RECORDS FOR THE EXERCISE START
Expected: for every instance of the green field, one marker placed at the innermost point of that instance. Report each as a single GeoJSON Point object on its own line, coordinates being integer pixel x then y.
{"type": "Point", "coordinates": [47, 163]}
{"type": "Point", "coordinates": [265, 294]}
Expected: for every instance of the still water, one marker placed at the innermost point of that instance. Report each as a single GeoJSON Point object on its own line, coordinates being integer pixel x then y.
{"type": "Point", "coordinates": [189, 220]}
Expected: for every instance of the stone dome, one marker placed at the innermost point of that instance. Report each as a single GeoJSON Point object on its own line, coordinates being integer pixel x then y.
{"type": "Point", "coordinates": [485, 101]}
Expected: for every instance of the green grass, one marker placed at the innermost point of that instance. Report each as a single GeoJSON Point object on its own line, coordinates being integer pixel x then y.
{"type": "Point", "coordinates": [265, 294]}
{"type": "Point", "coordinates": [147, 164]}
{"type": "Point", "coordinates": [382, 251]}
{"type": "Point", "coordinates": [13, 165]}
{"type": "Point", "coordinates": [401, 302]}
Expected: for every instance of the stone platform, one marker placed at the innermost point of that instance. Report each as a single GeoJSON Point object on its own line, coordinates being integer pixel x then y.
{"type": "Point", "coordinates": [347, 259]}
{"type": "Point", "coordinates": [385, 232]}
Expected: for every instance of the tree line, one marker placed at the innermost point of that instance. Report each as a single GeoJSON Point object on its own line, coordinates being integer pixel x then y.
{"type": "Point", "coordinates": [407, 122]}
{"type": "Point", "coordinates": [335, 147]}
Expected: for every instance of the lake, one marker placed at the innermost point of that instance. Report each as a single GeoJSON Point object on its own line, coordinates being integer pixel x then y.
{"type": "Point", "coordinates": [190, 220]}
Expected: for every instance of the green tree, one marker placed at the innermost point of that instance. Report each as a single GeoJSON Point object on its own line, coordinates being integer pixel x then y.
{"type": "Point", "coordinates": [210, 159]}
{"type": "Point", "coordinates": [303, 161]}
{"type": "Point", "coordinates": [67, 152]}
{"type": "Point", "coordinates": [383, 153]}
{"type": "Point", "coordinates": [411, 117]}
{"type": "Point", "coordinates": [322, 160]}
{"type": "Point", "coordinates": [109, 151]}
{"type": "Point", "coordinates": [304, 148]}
RECORDS FOR THE EXERCISE END
▶ TASK TO CARRY OUT
In full and without changes, give the data above once more.

▶ SOLUTION TO THE EXERCISE
Expected: for every instance of the green field, one marker placed at the innermost point of that instance. Report each as a single GeoJSON Point object on its own line, coordinates being integer pixel x then y.
{"type": "Point", "coordinates": [47, 163]}
{"type": "Point", "coordinates": [265, 294]}
Expected: for every instance of the still water, one marker placed at the innermost point of that instance. Report each as a single GeoJSON Point object on its own line, coordinates being integer pixel x then y.
{"type": "Point", "coordinates": [189, 220]}
Expected: for every instance of the stone dome, one marker placed at the innermost point of that instance. Report each as a single GeoJSON Point object on its own line, coordinates being integer pixel x then y.
{"type": "Point", "coordinates": [485, 101]}
Expected: for every instance of the green grass, one marker placed at the innermost point of that instance. Report each as a single GeoJSON Point object on its own line, coordinates being integer pixel x then y.
{"type": "Point", "coordinates": [265, 294]}
{"type": "Point", "coordinates": [147, 164]}
{"type": "Point", "coordinates": [382, 251]}
{"type": "Point", "coordinates": [13, 165]}
{"type": "Point", "coordinates": [401, 302]}
Expected: for every instance of the stone platform, one marker placed at the innermost point of that instance. Report each as a single GeoJSON Point object on its own line, coordinates being integer pixel x then y.
{"type": "Point", "coordinates": [347, 259]}
{"type": "Point", "coordinates": [385, 232]}
Expected: for every instance of the tree line, one marker placed at the innermost point of that instance. Report each as a single GeoJSON Point object on its own line, coordinates being integer pixel x then y.
{"type": "Point", "coordinates": [407, 122]}
{"type": "Point", "coordinates": [335, 147]}
Expected: for every instance of the lake, one marker placed at the innermost point of that instance. Report each as a single GeoJSON Point object on its own line, coordinates being integer pixel x then y.
{"type": "Point", "coordinates": [190, 220]}
Expected: for every instance of the green tree, one marker placed at the innermost point of that instance. Report each as a single GeoJSON Point object on its own line, coordinates being integer pixel x then y.
{"type": "Point", "coordinates": [210, 159]}
{"type": "Point", "coordinates": [303, 161]}
{"type": "Point", "coordinates": [67, 152]}
{"type": "Point", "coordinates": [383, 153]}
{"type": "Point", "coordinates": [411, 117]}
{"type": "Point", "coordinates": [322, 160]}
{"type": "Point", "coordinates": [109, 151]}
{"type": "Point", "coordinates": [304, 148]}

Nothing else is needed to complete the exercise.